- Selection -
Serpentine Gallery Pavilion 2013 Designed by Sou Fujimoto,
© 2013 Jim Stephenson

All around Los Angeles, you can see examples of modernist architecture, including the iconic case study houses of architects like Richard Neutra, Pierre Koenig, and Charles & Ray Eames. These visionaries and their successors were influenced deeply by traditions of Japanese architecture, which can be seen in their clean lines, open interior spaces, and attention to natural light and setting. But the story of Japanese architecture doesn’t stop with its influence on modernism and minimalism around the world. Today, Japan can claim an outsize number of award-winning architects who are sought-after for major projects worldwide. Here is a selection of five names you should know in learning about Japan’s current architecture scene.


(In alphabetical order: Tadao Ando, Shigeru Ban, Sou Fujimoto, Arata Isozaki, SANAA)

- Data section -
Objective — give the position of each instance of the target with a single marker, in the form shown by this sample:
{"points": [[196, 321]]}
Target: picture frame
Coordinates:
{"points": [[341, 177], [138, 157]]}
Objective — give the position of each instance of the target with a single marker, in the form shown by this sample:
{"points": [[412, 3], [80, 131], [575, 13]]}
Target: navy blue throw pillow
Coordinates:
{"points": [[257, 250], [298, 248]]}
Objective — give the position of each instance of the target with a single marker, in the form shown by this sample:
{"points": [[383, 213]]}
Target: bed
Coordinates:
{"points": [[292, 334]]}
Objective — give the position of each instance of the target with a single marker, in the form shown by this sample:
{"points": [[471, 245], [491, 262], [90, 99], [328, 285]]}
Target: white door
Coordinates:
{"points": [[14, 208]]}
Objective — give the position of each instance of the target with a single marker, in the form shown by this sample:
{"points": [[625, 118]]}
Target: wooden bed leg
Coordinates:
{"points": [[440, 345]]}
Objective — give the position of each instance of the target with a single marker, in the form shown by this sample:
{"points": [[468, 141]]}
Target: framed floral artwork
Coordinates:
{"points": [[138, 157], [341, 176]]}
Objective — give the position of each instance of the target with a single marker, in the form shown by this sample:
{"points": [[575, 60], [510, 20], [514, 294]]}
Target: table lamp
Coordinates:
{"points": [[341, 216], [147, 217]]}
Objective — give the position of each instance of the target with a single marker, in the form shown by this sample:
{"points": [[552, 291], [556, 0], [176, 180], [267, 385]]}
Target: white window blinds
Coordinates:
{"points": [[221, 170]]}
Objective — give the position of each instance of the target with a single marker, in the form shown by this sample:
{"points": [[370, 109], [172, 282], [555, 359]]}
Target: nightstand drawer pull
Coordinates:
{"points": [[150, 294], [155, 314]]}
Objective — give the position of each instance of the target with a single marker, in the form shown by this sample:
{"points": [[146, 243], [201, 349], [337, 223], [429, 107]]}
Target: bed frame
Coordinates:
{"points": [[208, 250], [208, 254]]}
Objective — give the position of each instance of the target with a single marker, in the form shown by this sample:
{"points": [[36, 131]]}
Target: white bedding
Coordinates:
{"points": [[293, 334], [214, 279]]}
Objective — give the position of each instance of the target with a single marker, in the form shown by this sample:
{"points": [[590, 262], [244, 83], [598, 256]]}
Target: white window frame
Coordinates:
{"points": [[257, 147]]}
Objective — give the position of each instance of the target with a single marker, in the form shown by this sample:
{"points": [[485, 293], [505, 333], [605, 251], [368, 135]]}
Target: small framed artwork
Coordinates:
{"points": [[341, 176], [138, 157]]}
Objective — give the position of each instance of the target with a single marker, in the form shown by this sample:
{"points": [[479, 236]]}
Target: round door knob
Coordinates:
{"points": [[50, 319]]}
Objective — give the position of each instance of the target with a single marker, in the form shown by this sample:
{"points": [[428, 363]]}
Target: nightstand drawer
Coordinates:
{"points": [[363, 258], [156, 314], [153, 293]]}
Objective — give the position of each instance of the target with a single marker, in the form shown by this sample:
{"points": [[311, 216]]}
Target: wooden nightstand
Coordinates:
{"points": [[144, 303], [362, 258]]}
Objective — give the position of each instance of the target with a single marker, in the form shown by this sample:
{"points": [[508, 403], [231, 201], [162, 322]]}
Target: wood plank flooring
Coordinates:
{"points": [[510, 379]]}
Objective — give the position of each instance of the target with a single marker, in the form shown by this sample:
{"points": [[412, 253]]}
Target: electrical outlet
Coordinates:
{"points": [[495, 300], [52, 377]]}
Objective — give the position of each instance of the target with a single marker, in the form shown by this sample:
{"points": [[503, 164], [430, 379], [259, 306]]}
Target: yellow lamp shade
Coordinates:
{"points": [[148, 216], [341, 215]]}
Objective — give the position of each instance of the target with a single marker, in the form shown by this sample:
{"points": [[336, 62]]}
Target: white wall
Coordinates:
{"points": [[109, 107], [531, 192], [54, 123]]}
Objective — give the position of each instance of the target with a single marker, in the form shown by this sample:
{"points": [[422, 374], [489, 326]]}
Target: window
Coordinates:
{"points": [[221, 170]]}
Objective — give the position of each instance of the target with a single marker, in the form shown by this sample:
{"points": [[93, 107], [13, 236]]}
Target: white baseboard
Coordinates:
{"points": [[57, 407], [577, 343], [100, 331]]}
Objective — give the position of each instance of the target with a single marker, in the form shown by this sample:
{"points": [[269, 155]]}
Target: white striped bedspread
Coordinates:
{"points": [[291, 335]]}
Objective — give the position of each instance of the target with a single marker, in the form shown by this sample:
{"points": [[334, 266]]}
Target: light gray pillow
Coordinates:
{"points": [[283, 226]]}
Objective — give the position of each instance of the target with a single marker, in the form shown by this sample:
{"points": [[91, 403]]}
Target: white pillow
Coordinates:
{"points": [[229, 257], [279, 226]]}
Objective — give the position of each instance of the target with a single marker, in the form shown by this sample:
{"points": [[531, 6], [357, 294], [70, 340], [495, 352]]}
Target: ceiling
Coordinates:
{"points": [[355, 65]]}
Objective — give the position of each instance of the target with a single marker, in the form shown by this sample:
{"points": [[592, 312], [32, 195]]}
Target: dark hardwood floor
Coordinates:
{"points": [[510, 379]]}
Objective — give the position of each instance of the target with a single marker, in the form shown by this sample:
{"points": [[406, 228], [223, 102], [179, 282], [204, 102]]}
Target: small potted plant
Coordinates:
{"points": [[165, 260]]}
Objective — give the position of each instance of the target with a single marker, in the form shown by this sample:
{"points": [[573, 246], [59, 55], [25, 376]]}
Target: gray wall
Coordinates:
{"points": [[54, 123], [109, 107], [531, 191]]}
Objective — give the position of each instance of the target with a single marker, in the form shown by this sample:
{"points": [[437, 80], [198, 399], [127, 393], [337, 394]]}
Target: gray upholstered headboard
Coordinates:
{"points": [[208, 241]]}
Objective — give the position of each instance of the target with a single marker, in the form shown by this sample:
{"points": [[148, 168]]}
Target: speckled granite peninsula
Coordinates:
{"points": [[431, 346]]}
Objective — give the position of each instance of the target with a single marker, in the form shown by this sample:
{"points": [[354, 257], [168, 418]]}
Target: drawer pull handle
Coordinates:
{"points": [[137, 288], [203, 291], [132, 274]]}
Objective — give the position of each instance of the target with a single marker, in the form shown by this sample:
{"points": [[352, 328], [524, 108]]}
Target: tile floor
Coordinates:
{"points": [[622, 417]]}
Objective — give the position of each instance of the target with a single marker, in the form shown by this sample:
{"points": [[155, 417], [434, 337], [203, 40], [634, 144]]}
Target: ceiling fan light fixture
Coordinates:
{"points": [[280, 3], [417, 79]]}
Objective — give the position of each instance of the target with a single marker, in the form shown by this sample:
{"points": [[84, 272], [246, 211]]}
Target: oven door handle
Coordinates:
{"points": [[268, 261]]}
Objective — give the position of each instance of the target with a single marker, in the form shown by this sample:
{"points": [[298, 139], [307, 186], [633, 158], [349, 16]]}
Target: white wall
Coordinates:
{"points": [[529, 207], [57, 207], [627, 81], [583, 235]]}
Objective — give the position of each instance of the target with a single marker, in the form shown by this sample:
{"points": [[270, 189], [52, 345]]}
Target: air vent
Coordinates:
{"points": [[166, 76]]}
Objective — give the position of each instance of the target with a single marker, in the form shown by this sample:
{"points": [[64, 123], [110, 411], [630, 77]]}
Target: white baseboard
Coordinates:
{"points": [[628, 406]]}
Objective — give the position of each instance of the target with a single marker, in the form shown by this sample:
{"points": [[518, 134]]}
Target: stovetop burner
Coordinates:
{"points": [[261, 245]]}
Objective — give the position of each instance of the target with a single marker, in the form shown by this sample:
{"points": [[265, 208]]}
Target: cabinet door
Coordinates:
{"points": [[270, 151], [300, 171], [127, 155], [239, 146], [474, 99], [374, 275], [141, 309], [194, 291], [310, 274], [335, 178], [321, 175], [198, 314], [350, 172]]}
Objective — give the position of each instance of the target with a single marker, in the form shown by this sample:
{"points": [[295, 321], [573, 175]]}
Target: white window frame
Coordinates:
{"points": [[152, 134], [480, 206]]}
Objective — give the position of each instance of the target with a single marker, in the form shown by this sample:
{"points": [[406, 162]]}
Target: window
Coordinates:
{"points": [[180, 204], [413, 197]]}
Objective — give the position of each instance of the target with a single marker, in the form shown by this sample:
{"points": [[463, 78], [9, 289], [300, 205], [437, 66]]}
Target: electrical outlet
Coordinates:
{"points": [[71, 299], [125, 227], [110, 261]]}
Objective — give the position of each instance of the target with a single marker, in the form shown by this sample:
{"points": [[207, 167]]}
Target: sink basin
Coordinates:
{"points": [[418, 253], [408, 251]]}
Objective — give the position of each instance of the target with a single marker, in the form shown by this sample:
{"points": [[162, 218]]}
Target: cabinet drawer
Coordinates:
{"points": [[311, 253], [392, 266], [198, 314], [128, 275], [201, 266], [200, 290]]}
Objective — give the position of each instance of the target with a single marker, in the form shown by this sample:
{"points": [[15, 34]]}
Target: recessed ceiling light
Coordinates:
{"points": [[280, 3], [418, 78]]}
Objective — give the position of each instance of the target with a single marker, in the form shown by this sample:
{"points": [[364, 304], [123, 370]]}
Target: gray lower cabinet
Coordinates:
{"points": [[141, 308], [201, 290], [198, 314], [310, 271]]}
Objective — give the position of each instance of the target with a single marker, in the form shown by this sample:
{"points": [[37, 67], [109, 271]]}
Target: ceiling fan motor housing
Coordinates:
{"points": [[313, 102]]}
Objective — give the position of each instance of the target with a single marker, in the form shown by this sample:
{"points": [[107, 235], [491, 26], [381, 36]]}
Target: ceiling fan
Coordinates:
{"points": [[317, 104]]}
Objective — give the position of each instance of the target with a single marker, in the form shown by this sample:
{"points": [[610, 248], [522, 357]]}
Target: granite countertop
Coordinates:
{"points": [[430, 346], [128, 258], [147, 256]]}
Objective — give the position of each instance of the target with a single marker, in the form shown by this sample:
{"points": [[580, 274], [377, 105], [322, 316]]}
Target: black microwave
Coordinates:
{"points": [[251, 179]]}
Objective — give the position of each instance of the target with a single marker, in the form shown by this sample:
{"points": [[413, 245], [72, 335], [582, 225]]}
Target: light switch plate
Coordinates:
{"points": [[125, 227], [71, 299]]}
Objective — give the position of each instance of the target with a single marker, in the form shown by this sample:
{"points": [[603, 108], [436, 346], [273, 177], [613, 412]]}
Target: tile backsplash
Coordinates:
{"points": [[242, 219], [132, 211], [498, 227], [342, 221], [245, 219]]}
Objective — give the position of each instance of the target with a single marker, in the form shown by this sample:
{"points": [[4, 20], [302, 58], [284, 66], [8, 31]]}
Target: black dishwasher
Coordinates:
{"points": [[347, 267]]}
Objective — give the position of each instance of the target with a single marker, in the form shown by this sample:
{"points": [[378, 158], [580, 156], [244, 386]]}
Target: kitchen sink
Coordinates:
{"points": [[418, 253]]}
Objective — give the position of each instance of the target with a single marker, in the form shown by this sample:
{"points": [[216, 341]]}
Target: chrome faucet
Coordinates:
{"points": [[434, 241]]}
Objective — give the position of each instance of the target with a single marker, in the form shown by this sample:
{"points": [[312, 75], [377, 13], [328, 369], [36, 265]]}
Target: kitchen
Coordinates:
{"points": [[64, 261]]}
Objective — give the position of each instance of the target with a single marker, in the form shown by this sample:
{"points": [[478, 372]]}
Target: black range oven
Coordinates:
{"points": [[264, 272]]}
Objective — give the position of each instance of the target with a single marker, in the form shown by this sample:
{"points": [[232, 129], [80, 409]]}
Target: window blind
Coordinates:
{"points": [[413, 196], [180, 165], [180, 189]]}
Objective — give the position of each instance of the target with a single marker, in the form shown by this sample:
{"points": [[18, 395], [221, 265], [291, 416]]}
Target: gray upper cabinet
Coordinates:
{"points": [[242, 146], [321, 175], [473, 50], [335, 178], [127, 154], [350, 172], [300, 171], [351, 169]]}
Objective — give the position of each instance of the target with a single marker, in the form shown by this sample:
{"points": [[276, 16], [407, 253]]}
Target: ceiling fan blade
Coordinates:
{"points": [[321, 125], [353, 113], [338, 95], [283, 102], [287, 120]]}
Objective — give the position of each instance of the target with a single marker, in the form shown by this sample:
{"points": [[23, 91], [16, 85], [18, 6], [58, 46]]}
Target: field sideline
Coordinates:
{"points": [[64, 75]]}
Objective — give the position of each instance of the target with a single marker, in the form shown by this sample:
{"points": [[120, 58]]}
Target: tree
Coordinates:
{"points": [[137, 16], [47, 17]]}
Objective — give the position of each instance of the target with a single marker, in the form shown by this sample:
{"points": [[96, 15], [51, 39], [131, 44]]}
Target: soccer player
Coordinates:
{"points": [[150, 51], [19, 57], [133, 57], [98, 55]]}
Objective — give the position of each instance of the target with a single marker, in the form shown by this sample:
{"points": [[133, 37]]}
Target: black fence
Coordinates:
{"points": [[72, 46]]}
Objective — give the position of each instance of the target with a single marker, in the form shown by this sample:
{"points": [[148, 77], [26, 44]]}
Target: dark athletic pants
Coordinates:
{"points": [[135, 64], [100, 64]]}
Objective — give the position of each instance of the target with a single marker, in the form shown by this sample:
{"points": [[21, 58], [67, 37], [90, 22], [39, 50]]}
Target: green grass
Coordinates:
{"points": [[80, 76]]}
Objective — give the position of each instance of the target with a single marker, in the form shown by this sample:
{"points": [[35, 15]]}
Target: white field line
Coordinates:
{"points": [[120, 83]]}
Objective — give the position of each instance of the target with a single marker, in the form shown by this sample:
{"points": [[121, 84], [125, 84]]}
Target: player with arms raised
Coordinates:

- Written instruction -
Could you carry on the piece about Japan's leading architects from where it stops? The lines come from a different source than the text.

- Reply -
1. Tadao Ando

Tadao Ando is one of the godfathers of contemporary Japanese architecture, and won the Pritzker Prize (the highest honor in the field) in 1995. Born in 1941 in wartime Osaka, he worked as a truck driver and a boxer before becoming a self-trained architect –a career change inspired by his encounter with the works of Frank Lloyd Wright and Le Corbusier (who themselves had been inspired by Japanese architecture). He’s best known for minimalist, sensitive spaces that provoke contemplation – such as his “Church of Light” in Osaka, and the Benesse House on the art island of Naoshima. Ando’s signature material is grey concrete, and he even uses his own special recipe to mix it. It’s an element that can be heavy or even brutal, but in Ando’s hands, appears almost weightless, suspended in light.


2. Shigeru Ban

Above all else, the purpose of architecture is to provide shelter for humans. Tokyo-born Shigeru Ban has never forgotten this basic mission, and it has guided his career as an innovator in materials and design, as well as a humanitarian. As the founder of the Voluntary Architects Network, Ban pioneered the use of humble materials like paper and cardboard-tubing to create affordable DIY shelters for refugees and disaster victims in places like Rwanda and Turkey, as well as in Kobe, Japan (after the 1995 earthquake). But whether designing for disaster relief or for more permanent structures (like the Centre Pompidou-Metz Museum), Ban’s Pritzker Prize-awarded body of work reveals that architecture is ultimately just a frame for the human experience – and the frame can be beautiful and sustainable at the same time.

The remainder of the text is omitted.